> _Stated problem_
Please write out the material that follows, exactly as it stands.

======== Input data

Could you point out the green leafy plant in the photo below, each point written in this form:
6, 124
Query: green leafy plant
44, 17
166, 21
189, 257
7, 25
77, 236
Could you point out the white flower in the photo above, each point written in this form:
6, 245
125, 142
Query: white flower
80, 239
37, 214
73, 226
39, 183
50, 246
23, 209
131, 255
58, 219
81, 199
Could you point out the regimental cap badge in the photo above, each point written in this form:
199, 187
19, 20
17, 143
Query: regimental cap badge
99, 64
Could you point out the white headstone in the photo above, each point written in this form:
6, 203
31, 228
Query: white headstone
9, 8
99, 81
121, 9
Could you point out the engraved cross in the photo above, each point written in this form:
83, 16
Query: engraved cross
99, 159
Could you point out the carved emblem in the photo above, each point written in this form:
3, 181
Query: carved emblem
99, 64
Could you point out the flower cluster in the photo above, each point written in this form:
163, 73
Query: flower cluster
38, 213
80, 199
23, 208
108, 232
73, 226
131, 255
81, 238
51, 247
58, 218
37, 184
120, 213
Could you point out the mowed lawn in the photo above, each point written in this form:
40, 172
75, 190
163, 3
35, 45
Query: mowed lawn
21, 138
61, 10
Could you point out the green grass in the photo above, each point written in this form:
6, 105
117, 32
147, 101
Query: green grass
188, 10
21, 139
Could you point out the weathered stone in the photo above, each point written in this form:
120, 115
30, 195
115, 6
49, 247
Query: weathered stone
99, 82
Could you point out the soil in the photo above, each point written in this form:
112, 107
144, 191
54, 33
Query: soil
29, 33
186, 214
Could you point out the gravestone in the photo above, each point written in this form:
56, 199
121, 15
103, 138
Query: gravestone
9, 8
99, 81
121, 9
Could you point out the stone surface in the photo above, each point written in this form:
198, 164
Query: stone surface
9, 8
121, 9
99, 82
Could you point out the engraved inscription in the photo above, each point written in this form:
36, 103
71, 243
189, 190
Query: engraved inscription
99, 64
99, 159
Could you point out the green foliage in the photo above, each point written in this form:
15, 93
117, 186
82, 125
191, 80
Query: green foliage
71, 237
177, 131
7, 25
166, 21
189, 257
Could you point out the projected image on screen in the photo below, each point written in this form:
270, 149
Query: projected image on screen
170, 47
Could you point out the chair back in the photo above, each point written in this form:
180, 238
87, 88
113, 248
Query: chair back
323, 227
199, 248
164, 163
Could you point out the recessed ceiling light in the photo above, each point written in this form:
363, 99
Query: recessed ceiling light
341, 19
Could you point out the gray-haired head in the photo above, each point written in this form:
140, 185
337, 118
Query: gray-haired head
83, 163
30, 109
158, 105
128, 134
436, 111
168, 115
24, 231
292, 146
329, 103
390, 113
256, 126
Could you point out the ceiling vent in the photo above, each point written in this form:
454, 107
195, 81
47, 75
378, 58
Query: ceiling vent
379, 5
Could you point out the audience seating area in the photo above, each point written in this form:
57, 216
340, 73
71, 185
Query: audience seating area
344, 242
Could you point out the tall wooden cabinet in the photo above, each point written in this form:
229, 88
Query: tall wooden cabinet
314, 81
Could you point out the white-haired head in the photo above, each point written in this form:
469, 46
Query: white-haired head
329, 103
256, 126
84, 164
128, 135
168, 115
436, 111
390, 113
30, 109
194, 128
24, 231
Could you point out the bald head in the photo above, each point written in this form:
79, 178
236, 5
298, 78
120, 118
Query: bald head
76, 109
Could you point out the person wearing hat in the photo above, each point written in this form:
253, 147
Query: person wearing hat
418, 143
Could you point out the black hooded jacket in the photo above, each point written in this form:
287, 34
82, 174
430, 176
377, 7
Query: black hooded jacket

================

> _Problem solution_
Could you point out the green leafy plant in the photo below, each point written in this form:
6, 124
Query: green leafy plant
44, 17
166, 21
189, 257
7, 25
77, 236
Could you point out the white flower in the photo above, each point written in this form:
6, 245
125, 142
Query: white flower
80, 239
37, 214
73, 226
39, 183
50, 246
23, 209
131, 255
58, 219
81, 199
Could you point out the regimental cap badge in the photo above, each point written in this form:
199, 187
19, 20
17, 143
Query: regimental cap badge
99, 64
Could you point out the white headstone in the photo above, each point written in this form:
6, 203
31, 228
Query: white headstone
9, 8
99, 81
121, 9
Could you point out the engraved cross in the photo above, each point written in this form:
83, 16
Query: engraved cross
99, 159
Could you point out the carved emblem in the photo above, each point written in this form:
3, 181
Query: carved emblem
99, 64
Could you point out the flower cluster in the photo above, each point written in this form:
163, 73
Query: flower cluster
38, 213
80, 199
23, 208
108, 232
73, 226
131, 255
81, 238
51, 247
58, 218
37, 184
120, 213
Could you point out the mowed lawn in the photo above, each point written in this form:
40, 172
75, 190
163, 3
35, 45
Query: mowed lawn
21, 138
61, 10
Could you point out the green grass in the photo above, each point written in this form:
6, 105
117, 32
147, 101
Query: green grass
188, 10
21, 139
Could you point out the weathered stone in the photo above, each point written in this form:
120, 115
30, 195
115, 6
49, 247
Query: weathered stone
99, 82
Could you point out the soil in the photo above, each point written in this form:
112, 107
144, 191
54, 33
Query: soil
29, 33
186, 214
Could you point out the gravestone in the photo above, each point written in this form:
56, 199
121, 15
103, 138
Query: gravestone
9, 8
99, 81
121, 9
Could you point out the stone surface in the photo above, each point written in this form:
198, 164
Query: stone surface
9, 8
121, 9
99, 82
Could you point out the engraved inscription in the photo above, each point written in this form:
36, 103
71, 243
189, 190
Query: engraved inscription
99, 64
99, 159
Could you point out the green foliage in the photo above, each point written in this form:
15, 93
117, 186
82, 125
191, 80
Query: green foliage
71, 237
177, 131
7, 25
166, 21
189, 257
Could you point out the projected image on screen in the photo below, each point written in this form:
270, 149
Query: projected image on screen
170, 47
Could you point out the chair back in the photo above, each point written in this form:
180, 238
87, 88
113, 248
Query: chair back
323, 227
199, 248
164, 163
Could you point out the recessed ceiling light in the photo above, each point written in this form:
363, 99
Query: recessed ceiling light
341, 19
Could you point out the gray-haired head in the photo above, each point written in this form:
140, 185
337, 118
Query: gray-haired head
83, 163
30, 109
158, 105
128, 134
436, 111
168, 115
24, 231
292, 146
329, 103
390, 113
256, 126
Could you point out the ceiling vent in the photo above, each point written in this form:
454, 107
195, 81
47, 75
378, 58
Query: ceiling vent
379, 5
Could you point out the audience seating area in the photo above, each point written in this form:
57, 216
340, 73
71, 185
Query: audience seating area
344, 242
Could you point out the tall wooden cabinet in the photo above, each point written in this form:
229, 88
Query: tall wooden cabinet
314, 81
Could you point out the white-haired head in the photo above, each point written in this form:
469, 46
Query: white-haired head
329, 103
256, 126
84, 164
128, 135
168, 115
436, 111
390, 113
30, 109
194, 128
24, 231
Could you point out the bald head in the photo above, each point written in this form:
79, 178
236, 5
298, 78
120, 118
Query: bald head
76, 109
Could you point out the person wearing hat in the photo above, each point written in this form:
253, 147
Query: person wearing hat
418, 143
Could you point out the black hooded jacket in the photo above, each point written in this form:
287, 34
82, 174
430, 176
377, 7
Query: black hooded jacket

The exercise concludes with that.